== Segment start ==
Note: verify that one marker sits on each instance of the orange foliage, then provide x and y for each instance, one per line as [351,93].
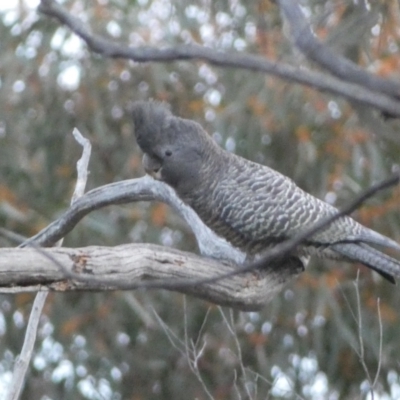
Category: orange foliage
[196,106]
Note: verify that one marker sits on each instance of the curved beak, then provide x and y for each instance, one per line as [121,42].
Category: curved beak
[152,166]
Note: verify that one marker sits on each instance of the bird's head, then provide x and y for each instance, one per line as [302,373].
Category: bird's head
[174,148]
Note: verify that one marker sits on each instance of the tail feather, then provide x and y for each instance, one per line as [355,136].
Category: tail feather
[380,262]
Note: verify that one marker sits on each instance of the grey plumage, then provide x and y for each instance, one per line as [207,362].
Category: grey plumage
[248,204]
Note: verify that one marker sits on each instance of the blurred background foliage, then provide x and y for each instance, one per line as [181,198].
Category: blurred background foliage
[155,344]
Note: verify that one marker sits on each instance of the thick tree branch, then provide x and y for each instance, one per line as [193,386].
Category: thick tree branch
[131,266]
[141,189]
[320,81]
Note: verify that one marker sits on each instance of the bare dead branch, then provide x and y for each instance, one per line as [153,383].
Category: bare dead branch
[320,81]
[141,189]
[23,360]
[308,43]
[133,266]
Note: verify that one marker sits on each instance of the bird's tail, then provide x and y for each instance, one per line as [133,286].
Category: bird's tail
[380,262]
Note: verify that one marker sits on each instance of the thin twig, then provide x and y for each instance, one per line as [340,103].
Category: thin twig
[126,191]
[23,360]
[378,370]
[321,81]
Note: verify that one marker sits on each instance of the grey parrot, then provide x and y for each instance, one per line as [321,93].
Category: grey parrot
[250,205]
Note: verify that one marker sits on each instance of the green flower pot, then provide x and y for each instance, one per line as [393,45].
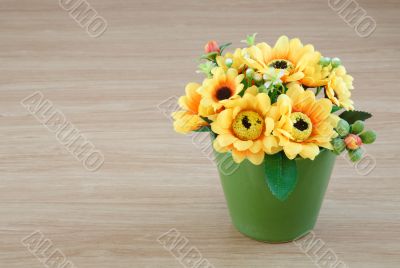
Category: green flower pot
[258,214]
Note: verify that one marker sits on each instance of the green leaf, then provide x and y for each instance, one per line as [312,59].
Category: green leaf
[335,108]
[222,47]
[281,175]
[250,39]
[206,68]
[353,116]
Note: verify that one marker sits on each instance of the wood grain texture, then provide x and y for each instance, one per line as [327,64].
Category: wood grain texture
[153,179]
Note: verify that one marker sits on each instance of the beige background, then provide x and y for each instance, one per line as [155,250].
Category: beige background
[153,179]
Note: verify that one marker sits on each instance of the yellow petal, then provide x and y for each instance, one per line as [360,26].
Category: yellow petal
[242,145]
[220,148]
[226,139]
[284,105]
[225,118]
[256,158]
[320,110]
[237,156]
[263,103]
[292,149]
[281,48]
[270,144]
[269,126]
[256,147]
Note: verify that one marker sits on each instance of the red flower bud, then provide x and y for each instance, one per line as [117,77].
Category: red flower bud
[211,46]
[353,142]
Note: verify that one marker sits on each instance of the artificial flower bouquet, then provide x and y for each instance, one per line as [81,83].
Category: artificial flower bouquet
[281,114]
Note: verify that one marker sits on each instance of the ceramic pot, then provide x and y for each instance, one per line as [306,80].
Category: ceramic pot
[258,214]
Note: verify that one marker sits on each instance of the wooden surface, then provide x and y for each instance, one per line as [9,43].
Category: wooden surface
[152,179]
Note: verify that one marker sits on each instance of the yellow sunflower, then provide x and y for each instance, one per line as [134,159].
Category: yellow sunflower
[189,119]
[236,59]
[304,123]
[338,88]
[288,55]
[245,129]
[222,86]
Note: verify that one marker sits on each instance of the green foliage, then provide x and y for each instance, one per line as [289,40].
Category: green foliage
[206,68]
[335,108]
[355,155]
[368,136]
[338,145]
[343,128]
[353,116]
[222,47]
[281,175]
[357,127]
[250,39]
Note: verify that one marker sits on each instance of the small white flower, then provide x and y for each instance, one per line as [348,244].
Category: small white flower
[273,77]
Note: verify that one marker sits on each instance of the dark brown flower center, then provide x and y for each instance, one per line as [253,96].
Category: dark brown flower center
[280,64]
[223,93]
[301,124]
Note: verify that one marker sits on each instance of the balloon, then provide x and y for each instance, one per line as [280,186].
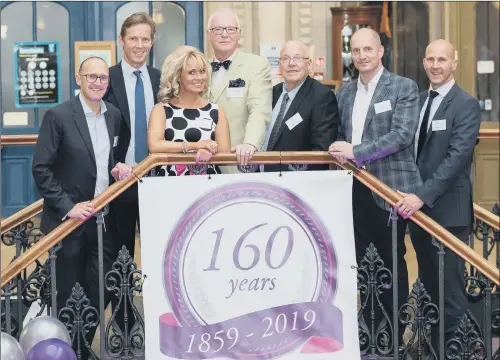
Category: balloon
[51,349]
[11,350]
[43,328]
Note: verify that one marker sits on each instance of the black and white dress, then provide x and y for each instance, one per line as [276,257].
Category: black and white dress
[191,125]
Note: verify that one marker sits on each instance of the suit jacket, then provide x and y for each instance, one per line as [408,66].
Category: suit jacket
[249,115]
[64,165]
[445,159]
[117,95]
[317,106]
[385,148]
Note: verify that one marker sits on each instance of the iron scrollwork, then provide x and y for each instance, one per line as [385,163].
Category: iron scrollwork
[373,280]
[124,280]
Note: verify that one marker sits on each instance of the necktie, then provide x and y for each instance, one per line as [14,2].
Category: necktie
[425,121]
[277,125]
[217,65]
[141,128]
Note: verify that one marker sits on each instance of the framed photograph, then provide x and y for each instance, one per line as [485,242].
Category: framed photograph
[332,84]
[103,49]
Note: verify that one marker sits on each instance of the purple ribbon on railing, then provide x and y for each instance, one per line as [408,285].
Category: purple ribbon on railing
[264,334]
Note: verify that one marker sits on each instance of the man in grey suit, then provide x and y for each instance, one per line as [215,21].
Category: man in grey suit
[444,144]
[379,117]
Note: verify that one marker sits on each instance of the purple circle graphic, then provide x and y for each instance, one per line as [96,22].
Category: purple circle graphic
[246,191]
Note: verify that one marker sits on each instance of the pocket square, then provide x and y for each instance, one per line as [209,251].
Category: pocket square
[237,83]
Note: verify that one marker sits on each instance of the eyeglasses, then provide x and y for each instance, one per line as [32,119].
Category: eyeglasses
[92,78]
[296,59]
[231,30]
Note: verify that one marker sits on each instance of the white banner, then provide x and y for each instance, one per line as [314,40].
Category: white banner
[249,266]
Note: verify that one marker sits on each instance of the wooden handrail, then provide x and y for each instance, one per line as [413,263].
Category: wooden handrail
[487,217]
[31,139]
[310,157]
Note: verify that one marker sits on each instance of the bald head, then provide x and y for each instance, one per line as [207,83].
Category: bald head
[441,46]
[440,62]
[367,34]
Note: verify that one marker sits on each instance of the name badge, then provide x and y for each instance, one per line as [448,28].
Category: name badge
[438,125]
[294,121]
[383,107]
[235,92]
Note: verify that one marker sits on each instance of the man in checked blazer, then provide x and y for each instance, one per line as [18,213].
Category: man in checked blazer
[378,120]
[241,84]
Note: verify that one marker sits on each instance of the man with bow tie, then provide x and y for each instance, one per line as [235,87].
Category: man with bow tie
[241,84]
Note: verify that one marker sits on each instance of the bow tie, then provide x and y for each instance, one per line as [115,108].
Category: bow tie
[217,65]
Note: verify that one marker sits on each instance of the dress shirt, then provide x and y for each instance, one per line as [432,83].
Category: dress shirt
[100,142]
[443,91]
[130,80]
[361,104]
[218,76]
[276,110]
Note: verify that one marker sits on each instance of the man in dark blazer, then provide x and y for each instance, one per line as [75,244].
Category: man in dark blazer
[73,163]
[379,117]
[444,144]
[305,116]
[133,90]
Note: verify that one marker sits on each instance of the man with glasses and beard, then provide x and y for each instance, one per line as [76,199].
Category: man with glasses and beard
[74,162]
[241,84]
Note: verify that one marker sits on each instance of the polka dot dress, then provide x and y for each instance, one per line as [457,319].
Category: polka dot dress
[191,125]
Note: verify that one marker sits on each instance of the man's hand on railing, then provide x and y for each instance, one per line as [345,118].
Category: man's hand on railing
[121,171]
[408,204]
[341,151]
[82,210]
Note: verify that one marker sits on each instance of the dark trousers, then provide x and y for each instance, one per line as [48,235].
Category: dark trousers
[455,296]
[78,262]
[372,225]
[126,211]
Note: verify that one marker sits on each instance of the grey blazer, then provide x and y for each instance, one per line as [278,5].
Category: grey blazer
[446,157]
[385,148]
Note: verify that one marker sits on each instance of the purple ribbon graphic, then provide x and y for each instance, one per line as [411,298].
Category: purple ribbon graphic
[259,335]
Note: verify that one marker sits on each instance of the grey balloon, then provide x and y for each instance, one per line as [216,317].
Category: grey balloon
[11,350]
[42,328]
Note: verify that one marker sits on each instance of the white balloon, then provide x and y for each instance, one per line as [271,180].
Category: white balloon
[11,350]
[43,328]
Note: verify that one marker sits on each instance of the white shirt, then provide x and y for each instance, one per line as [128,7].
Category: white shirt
[443,91]
[130,80]
[361,104]
[218,76]
[276,110]
[100,142]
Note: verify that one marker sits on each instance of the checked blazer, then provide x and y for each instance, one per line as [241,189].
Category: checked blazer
[386,145]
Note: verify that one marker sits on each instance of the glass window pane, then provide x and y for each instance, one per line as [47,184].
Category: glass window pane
[121,14]
[53,25]
[15,28]
[170,30]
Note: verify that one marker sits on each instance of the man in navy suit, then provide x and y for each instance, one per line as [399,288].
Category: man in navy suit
[444,144]
[74,161]
[133,90]
[305,115]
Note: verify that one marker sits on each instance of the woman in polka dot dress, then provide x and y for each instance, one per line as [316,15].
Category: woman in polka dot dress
[183,121]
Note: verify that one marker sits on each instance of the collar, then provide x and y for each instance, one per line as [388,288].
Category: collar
[229,58]
[443,90]
[87,110]
[128,70]
[292,93]
[373,82]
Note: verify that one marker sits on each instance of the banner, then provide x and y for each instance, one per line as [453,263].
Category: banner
[249,266]
[37,77]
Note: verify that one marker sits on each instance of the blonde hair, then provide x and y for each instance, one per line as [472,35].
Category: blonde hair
[172,68]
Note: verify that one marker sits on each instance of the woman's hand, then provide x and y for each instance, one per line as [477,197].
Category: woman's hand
[203,156]
[209,145]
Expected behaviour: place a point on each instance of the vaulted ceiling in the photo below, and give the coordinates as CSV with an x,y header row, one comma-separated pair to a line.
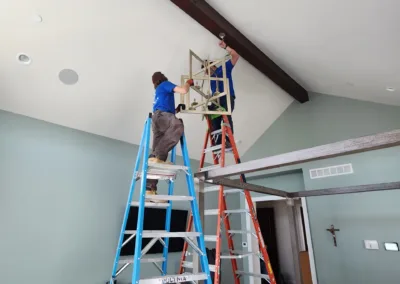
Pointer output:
x,y
333,47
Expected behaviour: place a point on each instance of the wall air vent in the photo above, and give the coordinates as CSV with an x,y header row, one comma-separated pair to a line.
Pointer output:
x,y
331,171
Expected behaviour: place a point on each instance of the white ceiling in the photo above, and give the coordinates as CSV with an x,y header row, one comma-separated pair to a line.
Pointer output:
x,y
115,46
338,47
346,48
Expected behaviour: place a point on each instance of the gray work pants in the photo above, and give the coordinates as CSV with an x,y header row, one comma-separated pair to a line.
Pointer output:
x,y
167,131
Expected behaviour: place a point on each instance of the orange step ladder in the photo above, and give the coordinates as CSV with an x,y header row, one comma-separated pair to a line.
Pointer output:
x,y
218,153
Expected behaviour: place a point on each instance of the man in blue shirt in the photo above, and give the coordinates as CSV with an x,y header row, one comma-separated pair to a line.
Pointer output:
x,y
167,128
218,86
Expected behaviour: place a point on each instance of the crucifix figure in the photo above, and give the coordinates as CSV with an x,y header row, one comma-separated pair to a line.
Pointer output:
x,y
333,231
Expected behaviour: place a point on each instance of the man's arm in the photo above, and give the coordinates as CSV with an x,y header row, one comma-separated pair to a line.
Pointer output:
x,y
232,52
185,88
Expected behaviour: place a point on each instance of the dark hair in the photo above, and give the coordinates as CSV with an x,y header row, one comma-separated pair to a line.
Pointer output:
x,y
208,62
158,78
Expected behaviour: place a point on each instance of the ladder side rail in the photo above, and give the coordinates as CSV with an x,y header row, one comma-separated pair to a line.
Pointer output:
x,y
190,223
223,207
185,245
168,217
252,212
139,228
195,210
220,212
128,204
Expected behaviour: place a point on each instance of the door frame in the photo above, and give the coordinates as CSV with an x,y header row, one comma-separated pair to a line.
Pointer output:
x,y
253,262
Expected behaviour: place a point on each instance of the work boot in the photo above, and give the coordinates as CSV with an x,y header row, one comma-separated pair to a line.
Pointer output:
x,y
152,192
155,160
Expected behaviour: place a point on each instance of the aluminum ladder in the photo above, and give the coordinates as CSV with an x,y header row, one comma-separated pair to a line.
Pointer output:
x,y
218,152
195,239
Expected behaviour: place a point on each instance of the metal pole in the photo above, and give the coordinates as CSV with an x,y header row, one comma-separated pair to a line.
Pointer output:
x,y
294,240
139,228
346,147
127,207
168,217
200,198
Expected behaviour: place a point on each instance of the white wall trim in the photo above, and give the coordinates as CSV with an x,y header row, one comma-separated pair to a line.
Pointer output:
x,y
253,261
309,241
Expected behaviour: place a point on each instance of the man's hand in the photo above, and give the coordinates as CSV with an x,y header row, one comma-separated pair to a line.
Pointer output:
x,y
179,108
190,82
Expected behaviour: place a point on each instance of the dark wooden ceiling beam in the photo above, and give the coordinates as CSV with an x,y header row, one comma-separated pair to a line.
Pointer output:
x,y
209,18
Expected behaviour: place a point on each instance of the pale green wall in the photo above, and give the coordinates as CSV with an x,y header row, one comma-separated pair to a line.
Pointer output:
x,y
374,216
62,198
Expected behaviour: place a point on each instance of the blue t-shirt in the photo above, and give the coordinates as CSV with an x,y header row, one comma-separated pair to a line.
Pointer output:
x,y
218,74
164,98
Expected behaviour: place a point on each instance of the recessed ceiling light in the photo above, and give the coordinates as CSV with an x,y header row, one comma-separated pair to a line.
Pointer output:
x,y
23,58
68,76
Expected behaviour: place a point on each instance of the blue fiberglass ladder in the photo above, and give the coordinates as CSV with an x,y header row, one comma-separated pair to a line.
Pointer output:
x,y
161,172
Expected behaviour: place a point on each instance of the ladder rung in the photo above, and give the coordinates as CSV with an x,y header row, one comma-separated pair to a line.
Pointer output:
x,y
159,175
238,255
189,264
164,234
170,197
163,171
216,132
129,259
168,167
209,212
211,189
264,276
210,238
150,204
236,211
220,130
232,190
174,278
209,168
239,232
218,147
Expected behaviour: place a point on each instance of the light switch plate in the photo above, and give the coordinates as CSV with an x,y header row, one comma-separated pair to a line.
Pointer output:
x,y
371,244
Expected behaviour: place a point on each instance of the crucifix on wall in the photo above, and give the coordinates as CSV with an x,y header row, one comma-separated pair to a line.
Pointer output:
x,y
333,231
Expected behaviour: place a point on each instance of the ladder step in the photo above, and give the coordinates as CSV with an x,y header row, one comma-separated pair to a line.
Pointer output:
x,y
129,259
209,212
163,171
209,168
216,132
263,276
211,188
189,264
238,255
150,204
233,190
236,211
239,232
220,130
169,167
164,234
226,190
218,147
210,238
179,278
170,197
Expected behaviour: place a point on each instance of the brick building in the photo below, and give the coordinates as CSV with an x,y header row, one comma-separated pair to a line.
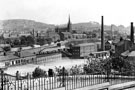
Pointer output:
x,y
83,50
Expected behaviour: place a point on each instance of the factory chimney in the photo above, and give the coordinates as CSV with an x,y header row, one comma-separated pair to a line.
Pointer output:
x,y
132,33
102,34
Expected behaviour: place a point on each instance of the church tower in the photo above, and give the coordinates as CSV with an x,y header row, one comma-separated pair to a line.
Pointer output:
x,y
69,26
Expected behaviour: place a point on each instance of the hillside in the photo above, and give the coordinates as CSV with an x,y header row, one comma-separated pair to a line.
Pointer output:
x,y
22,24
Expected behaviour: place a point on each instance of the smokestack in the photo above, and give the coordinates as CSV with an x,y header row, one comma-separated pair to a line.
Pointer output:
x,y
132,33
102,34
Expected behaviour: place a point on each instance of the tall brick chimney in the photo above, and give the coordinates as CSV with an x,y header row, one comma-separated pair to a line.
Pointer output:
x,y
102,34
132,33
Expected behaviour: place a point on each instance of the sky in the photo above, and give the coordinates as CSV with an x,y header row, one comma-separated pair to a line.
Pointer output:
x,y
118,12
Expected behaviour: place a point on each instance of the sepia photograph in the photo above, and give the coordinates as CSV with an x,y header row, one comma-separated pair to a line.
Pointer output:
x,y
67,45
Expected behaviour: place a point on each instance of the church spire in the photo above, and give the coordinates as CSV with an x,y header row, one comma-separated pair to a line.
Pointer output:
x,y
69,25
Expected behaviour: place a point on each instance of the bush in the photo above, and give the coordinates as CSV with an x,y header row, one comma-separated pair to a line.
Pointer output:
x,y
38,73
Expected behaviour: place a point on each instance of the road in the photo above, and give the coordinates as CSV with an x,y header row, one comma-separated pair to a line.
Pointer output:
x,y
66,62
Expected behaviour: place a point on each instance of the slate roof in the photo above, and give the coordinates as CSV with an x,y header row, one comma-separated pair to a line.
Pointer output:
x,y
8,57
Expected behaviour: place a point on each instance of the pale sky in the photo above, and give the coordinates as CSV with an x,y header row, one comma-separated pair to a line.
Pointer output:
x,y
57,11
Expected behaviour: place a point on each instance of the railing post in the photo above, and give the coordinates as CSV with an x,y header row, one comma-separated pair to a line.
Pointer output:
x,y
2,81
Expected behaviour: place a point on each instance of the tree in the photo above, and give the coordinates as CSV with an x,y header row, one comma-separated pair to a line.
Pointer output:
x,y
30,40
16,42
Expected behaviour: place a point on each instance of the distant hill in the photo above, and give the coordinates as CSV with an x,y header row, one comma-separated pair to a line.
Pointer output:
x,y
23,24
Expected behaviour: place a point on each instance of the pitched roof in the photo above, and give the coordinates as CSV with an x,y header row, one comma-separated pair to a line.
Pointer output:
x,y
8,57
26,54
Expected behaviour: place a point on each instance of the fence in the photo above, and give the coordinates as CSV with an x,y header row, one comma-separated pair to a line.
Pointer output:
x,y
80,81
29,83
69,82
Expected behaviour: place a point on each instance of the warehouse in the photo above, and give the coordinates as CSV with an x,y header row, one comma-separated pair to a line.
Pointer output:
x,y
83,50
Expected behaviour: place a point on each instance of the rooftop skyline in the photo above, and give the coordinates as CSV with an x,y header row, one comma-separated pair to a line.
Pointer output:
x,y
119,12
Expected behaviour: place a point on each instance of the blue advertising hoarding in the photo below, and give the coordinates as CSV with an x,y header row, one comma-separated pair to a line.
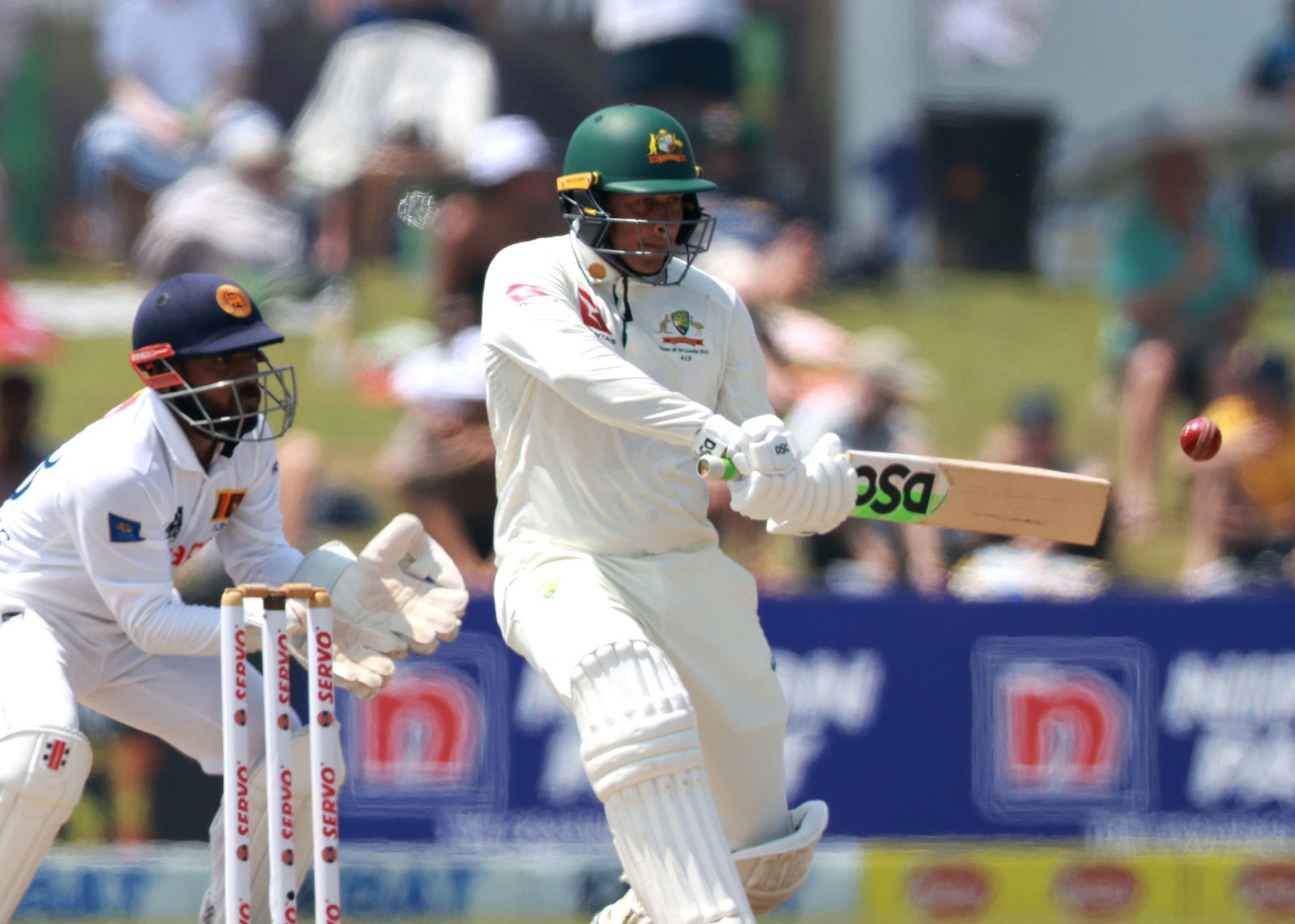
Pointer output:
x,y
1120,717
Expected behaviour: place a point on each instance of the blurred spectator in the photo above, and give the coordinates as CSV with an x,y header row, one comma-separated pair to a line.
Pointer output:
x,y
21,448
1033,436
1272,197
675,54
1023,567
775,265
228,218
1242,527
178,71
398,99
512,198
440,457
1273,70
1182,278
874,408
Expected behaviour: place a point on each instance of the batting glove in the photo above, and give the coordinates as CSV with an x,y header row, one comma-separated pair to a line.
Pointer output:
x,y
762,444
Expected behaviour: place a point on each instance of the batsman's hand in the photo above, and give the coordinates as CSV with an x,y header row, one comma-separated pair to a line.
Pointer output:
x,y
401,594
815,497
362,671
762,444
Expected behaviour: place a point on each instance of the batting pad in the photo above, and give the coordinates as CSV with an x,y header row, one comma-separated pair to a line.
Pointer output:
x,y
43,772
258,818
644,757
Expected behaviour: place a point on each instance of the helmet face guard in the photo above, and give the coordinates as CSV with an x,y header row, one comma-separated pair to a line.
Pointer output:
x,y
591,222
639,150
276,407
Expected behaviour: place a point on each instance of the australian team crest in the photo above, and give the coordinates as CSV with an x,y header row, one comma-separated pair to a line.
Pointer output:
x,y
664,146
683,323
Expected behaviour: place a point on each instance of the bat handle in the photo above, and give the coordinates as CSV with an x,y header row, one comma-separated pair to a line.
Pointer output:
x,y
716,468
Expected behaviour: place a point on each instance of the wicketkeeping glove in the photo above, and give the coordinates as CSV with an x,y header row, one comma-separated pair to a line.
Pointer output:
x,y
815,497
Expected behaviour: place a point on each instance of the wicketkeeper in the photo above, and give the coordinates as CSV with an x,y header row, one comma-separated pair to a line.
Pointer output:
x,y
610,368
88,542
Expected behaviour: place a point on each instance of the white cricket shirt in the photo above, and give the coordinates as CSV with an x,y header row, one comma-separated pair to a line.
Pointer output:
x,y
593,417
91,537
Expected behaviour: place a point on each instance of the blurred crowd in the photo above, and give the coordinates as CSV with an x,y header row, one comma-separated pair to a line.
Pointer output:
x,y
287,142
287,148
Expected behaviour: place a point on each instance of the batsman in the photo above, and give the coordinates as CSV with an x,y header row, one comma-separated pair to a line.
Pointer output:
x,y
612,365
88,544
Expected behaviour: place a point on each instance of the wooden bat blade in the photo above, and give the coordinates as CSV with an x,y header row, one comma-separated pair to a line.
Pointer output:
x,y
981,496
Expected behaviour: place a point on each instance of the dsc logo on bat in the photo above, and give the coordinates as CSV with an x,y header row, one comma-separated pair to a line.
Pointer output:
x,y
906,490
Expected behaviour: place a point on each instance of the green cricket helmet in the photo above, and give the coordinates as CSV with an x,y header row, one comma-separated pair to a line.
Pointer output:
x,y
639,150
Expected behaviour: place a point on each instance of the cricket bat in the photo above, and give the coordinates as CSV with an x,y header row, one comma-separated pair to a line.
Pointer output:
x,y
986,497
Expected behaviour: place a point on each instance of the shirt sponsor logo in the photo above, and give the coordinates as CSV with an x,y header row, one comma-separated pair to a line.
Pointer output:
x,y
592,315
664,146
172,528
1061,725
121,529
227,502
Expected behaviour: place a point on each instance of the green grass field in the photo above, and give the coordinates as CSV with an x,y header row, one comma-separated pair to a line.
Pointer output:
x,y
988,337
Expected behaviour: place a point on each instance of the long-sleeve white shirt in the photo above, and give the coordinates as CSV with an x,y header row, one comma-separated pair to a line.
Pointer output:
x,y
92,537
593,416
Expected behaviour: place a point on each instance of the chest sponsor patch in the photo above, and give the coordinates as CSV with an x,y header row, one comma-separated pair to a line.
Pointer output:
x,y
681,333
592,315
121,529
227,502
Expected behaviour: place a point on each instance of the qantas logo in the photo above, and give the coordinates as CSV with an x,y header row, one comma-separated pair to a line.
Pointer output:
x,y
522,294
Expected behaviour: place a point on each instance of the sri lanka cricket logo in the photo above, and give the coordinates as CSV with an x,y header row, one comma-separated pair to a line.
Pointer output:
x,y
664,146
683,323
233,300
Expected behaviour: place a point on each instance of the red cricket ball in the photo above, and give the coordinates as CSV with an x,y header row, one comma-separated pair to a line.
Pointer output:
x,y
1201,439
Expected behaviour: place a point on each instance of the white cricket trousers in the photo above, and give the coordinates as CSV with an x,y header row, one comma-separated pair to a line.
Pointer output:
x,y
554,606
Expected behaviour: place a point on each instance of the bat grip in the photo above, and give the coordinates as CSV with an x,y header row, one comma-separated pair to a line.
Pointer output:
x,y
716,468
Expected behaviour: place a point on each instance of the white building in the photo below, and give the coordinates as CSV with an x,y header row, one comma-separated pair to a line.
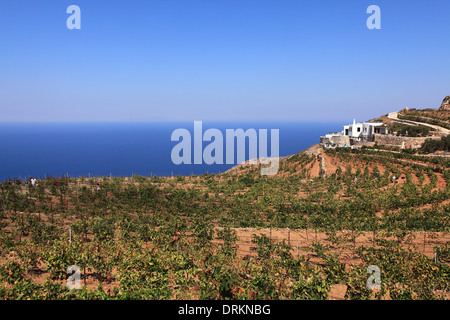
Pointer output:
x,y
362,131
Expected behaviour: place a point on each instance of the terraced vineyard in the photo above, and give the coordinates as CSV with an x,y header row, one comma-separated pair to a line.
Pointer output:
x,y
309,232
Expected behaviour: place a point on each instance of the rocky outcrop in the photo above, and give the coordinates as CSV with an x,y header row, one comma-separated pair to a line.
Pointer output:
== Segment end ==
• _WORK TO BE COMPLETED_: Work out how many lines in the entries contain the string "cricket", then reply with that number and nothing more.

• _WRITTEN RESPONSE_: 6